Set task 1:
Collect every line in the entries below that contains the string "blonde", and treat uppercase and lowercase letters as different.

-------- Supplied text

Odd Even Jump

hard array dp stack monotonic stack

Problem

Starting from any index, odd-numbered jumps go to the next index with the smallest value ≥ current; even-numbered jumps go to the next index with the largest value ≤ current. Count start positions that reach the last index.

Inputarr = [10,13,12,14,15]

Output2

Precompute oddNext and evenNext via sorted-index stacks; back-fill DP.

arr (comma-separated)

def oddEvenJumps(arr):
    n = len(arr)
    def next_arr(idx):
        st = []
        result = [-1] * n
        for i in idx:
            while st and i > st[-1]:
                result[st.pop()] = i
            st.append(i)
        return result
    a = sorted(range(n), key=lambda i: (arr[i], i))

----------------
-------- Records for the exercise

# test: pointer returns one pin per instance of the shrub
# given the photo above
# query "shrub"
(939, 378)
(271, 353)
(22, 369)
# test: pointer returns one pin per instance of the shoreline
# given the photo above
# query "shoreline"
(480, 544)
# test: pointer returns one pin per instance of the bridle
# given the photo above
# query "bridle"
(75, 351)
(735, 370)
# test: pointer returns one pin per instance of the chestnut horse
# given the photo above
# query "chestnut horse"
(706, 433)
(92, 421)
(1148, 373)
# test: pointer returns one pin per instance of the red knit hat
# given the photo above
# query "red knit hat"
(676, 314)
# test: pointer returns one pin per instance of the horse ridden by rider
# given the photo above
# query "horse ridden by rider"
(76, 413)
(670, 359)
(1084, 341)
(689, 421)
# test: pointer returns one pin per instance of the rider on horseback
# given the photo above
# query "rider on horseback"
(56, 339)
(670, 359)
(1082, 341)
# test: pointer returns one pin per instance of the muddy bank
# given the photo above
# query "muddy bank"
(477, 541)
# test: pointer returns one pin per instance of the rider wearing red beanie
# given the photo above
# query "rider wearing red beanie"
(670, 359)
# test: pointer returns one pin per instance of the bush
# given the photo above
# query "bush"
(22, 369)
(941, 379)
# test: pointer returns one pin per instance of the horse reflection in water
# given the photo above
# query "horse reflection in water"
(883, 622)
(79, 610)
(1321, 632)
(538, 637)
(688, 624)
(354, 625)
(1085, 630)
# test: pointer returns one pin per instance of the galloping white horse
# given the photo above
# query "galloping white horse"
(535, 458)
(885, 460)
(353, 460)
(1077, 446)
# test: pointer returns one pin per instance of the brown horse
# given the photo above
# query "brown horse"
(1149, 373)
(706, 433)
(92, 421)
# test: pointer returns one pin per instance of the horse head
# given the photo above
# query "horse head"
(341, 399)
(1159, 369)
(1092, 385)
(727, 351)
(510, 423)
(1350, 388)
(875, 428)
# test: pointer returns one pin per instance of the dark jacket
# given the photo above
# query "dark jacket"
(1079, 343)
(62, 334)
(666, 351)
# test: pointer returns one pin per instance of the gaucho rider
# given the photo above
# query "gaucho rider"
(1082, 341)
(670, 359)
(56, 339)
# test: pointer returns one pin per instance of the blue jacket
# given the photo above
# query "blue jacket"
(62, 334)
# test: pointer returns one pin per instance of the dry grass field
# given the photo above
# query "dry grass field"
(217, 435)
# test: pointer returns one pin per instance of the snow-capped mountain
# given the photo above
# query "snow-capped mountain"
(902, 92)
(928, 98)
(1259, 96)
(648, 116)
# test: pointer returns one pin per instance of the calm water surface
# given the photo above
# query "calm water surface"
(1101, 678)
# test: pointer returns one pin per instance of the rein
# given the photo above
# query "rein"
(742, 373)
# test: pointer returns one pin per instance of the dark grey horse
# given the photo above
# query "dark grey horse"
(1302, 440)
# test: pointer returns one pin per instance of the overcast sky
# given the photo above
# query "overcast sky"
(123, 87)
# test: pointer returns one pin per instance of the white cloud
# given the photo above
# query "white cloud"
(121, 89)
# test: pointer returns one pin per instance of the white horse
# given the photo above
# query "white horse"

----------------
-------- Records for the exercise

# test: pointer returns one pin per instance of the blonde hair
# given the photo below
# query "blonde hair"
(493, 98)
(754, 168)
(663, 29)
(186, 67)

----------------
-------- Records for the exercise

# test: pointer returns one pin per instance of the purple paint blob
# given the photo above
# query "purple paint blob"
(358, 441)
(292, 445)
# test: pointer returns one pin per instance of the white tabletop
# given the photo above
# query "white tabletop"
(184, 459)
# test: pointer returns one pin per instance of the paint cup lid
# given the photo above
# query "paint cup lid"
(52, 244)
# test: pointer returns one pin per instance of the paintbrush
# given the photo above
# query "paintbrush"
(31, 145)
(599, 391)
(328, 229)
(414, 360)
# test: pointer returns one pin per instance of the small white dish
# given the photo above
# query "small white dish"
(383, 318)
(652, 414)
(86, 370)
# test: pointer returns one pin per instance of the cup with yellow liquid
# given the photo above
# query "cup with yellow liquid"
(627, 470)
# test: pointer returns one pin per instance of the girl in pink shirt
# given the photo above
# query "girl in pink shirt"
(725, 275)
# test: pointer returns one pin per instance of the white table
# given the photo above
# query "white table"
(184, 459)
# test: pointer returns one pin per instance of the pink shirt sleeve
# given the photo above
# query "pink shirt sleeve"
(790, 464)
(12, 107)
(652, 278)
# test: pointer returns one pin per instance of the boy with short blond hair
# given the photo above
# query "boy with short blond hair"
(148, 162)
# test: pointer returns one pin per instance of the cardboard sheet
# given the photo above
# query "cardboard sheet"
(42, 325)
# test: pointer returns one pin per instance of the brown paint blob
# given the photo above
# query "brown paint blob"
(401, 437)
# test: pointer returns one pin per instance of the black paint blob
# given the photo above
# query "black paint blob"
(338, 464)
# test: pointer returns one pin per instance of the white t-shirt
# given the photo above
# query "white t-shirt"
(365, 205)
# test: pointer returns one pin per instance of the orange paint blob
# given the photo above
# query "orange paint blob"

----------------

Set task 2:
Translate this sentence from the Odd Even Jump page above into Spanish: "Count start positions that reach the last index."

Exercise solution 1:
# test: pointer returns one pin per instance of the blonde hair
# query "blonde hair"

Exercise solution 2:
Cuenta las posiciones de inicio que alcanzan el último índice.